Goal | Convert the portion of the data below, from the line containing "Question. Place one point on every instance of the black" through the line containing "x=152 y=364", into a JSON list of strings with one string per line, both boundary lines included and blank lines omitted. Render only that portion.

Dataset entries |
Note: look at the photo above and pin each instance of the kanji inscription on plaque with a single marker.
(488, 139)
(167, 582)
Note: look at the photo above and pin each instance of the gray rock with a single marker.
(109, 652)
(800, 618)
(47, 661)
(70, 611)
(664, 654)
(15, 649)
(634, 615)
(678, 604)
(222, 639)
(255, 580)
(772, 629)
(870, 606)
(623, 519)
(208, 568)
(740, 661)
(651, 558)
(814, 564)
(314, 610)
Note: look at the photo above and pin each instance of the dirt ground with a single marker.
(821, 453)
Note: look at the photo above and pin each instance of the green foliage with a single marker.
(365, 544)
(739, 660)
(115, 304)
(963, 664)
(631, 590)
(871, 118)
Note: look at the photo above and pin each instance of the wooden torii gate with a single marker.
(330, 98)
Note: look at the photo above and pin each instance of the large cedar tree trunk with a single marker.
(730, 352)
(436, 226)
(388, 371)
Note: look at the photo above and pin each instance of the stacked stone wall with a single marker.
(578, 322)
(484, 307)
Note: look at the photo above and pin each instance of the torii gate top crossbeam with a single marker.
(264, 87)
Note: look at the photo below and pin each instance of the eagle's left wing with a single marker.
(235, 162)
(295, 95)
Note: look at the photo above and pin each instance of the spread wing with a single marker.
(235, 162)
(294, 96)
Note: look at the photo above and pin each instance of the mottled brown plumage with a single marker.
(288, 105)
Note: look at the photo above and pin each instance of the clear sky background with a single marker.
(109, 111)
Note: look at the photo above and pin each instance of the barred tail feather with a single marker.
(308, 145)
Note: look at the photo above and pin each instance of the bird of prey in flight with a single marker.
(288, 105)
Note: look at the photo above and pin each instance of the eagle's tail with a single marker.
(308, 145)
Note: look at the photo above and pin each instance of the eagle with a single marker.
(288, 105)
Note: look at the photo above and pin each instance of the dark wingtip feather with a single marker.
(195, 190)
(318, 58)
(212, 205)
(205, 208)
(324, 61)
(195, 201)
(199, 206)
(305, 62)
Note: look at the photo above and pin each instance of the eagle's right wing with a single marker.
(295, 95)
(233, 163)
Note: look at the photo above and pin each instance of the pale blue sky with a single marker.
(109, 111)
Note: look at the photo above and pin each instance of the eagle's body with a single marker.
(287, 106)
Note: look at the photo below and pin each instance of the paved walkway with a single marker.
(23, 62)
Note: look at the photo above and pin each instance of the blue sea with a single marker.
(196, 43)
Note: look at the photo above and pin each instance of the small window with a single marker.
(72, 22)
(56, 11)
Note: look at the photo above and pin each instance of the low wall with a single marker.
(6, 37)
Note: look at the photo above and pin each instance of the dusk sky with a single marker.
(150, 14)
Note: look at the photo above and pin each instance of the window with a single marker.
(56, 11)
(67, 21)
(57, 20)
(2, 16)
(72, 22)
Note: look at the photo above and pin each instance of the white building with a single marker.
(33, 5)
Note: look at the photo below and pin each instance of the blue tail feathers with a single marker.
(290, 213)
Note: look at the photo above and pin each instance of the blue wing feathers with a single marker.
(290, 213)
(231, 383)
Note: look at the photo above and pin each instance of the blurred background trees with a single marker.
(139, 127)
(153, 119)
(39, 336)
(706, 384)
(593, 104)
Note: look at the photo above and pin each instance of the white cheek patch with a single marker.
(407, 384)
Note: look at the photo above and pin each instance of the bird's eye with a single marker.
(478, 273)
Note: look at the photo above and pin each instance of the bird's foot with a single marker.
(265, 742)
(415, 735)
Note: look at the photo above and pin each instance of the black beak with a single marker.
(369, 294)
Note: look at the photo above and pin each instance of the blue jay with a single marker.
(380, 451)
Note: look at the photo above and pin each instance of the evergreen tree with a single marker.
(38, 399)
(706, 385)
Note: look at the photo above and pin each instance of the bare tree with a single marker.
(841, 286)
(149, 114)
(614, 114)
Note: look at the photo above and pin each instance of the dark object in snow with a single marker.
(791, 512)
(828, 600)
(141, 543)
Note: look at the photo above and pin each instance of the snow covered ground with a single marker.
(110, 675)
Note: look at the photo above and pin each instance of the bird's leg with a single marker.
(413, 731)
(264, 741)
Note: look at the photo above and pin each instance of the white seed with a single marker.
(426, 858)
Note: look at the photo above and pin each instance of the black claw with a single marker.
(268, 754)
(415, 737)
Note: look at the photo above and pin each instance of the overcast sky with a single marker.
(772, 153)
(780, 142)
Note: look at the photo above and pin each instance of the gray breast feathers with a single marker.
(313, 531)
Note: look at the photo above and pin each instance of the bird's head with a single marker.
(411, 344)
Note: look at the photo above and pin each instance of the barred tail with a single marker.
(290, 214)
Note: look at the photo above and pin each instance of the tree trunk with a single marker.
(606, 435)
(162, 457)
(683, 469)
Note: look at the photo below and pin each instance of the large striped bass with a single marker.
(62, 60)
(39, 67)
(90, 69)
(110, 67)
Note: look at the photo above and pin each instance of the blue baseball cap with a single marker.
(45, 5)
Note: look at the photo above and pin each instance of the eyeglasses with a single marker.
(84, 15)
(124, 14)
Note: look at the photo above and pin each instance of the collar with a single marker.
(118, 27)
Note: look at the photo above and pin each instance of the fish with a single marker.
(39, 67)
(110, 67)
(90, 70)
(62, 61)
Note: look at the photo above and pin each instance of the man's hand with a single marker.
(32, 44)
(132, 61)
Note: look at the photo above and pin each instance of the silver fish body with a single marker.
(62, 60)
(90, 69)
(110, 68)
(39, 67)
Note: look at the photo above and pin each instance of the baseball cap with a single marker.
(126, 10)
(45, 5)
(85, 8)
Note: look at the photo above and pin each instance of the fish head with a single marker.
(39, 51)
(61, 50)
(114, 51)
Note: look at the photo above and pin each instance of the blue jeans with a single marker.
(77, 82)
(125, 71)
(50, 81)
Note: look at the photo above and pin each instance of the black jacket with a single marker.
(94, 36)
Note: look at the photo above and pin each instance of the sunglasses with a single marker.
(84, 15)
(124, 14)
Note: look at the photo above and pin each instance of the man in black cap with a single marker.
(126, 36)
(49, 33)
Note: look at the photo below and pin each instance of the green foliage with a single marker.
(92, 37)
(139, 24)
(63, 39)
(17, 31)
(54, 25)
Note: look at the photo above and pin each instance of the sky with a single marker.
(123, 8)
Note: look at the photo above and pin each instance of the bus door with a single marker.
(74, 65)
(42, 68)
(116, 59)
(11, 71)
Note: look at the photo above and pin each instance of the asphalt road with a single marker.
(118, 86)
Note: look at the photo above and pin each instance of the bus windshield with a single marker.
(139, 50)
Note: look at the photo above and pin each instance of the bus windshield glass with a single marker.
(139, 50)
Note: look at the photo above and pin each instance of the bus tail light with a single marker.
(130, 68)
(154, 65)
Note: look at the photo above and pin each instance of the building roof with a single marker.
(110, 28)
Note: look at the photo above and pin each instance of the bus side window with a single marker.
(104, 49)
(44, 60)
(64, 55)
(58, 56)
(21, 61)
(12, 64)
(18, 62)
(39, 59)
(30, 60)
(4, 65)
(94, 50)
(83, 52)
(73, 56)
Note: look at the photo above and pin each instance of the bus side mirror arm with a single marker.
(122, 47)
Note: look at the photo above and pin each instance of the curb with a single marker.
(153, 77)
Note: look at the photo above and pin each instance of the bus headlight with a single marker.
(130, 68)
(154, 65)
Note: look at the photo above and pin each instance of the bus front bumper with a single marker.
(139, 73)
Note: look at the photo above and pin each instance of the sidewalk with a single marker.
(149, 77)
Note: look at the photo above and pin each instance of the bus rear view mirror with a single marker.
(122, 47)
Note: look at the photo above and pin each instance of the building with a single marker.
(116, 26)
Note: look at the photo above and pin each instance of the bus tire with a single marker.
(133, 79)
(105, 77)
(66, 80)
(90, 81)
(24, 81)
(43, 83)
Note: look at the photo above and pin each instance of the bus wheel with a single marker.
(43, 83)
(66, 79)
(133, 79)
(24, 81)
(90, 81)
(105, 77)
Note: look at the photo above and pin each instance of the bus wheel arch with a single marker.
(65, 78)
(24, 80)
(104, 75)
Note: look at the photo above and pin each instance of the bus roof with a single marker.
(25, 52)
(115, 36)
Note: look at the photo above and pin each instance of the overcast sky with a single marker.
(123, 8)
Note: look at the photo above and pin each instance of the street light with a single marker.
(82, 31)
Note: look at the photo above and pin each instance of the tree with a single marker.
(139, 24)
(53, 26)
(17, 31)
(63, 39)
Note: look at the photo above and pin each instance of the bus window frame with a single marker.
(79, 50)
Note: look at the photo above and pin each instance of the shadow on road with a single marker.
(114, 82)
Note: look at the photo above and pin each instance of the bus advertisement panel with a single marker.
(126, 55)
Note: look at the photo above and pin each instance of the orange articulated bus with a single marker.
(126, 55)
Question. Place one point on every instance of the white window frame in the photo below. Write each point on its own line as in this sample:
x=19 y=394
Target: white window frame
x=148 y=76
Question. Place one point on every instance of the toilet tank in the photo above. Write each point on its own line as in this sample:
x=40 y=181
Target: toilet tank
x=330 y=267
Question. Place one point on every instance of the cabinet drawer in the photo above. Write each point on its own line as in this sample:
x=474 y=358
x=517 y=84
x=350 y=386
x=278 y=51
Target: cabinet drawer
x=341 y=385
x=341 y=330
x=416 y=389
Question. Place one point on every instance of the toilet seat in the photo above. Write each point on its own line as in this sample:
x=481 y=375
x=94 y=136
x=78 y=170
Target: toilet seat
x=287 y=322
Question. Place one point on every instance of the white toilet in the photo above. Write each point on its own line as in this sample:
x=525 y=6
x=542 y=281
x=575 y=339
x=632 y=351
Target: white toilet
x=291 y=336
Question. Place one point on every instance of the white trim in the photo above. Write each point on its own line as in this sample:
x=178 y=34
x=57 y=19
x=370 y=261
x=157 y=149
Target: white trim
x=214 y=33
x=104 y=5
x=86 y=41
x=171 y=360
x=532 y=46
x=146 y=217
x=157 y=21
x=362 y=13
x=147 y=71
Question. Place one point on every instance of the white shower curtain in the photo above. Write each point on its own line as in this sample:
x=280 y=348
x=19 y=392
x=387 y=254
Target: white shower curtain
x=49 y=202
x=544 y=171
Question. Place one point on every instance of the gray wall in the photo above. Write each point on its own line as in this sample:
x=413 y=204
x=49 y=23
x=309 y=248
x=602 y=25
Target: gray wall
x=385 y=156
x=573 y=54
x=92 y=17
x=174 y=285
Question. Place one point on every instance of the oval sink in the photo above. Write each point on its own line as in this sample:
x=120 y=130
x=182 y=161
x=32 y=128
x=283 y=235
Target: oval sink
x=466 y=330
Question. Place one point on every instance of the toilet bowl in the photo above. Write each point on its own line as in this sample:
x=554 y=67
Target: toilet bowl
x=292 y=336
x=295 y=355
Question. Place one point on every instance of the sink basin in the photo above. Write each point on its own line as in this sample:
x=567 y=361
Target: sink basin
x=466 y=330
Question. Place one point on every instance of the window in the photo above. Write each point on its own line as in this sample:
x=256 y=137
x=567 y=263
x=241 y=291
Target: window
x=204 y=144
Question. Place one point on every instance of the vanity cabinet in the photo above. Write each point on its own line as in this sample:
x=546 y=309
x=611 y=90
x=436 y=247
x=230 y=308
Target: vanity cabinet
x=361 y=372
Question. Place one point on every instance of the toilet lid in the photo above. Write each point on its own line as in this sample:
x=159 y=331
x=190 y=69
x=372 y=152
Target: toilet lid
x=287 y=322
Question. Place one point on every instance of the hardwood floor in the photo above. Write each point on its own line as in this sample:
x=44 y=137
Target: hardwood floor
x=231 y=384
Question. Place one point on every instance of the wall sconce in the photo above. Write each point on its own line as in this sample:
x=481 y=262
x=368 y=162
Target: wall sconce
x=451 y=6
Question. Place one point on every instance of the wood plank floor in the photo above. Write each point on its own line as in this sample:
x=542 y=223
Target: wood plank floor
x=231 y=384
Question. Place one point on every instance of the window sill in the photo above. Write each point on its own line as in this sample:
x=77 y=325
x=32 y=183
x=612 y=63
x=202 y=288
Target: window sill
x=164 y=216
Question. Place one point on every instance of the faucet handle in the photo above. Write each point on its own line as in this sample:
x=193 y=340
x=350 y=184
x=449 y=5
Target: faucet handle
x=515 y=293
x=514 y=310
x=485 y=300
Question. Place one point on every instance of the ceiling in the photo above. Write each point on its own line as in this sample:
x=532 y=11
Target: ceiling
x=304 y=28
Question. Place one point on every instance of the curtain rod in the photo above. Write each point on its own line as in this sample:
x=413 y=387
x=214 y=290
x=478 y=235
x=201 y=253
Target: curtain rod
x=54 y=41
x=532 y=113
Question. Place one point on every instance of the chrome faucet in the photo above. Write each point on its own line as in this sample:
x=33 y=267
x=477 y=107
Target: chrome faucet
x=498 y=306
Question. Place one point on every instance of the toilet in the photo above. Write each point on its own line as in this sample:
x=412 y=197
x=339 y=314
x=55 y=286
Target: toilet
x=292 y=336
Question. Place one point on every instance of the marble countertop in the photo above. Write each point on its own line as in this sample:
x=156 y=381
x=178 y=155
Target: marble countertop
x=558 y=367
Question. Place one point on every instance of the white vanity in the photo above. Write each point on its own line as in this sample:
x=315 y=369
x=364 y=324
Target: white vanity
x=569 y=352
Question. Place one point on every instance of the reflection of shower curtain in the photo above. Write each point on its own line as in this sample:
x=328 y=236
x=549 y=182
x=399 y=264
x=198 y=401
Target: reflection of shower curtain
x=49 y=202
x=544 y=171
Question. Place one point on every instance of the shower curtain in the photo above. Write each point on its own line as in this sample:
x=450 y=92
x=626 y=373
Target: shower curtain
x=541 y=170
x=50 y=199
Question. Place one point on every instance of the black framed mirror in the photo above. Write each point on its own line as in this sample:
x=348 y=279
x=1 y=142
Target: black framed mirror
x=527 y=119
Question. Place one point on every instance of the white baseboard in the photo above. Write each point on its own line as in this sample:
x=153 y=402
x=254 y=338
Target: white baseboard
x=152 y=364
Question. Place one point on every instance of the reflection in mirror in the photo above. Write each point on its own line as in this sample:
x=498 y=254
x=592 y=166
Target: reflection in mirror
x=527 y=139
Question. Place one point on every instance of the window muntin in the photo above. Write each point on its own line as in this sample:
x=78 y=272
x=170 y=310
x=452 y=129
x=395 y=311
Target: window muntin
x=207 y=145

Response |
[
  "Question. Place one point on every instance of the black framed mirror in the photo above. Write each point on its own line as in this sample:",
  "x=348 y=279",
  "x=1 y=142",
  "Target: black framed mirror",
  "x=527 y=119",
  "Question. Place one point on every instance of the white baseboard in the photo above. Write each point on its own line as in this sample:",
  "x=153 y=402",
  "x=254 y=338",
  "Target: white baseboard",
  "x=152 y=364"
]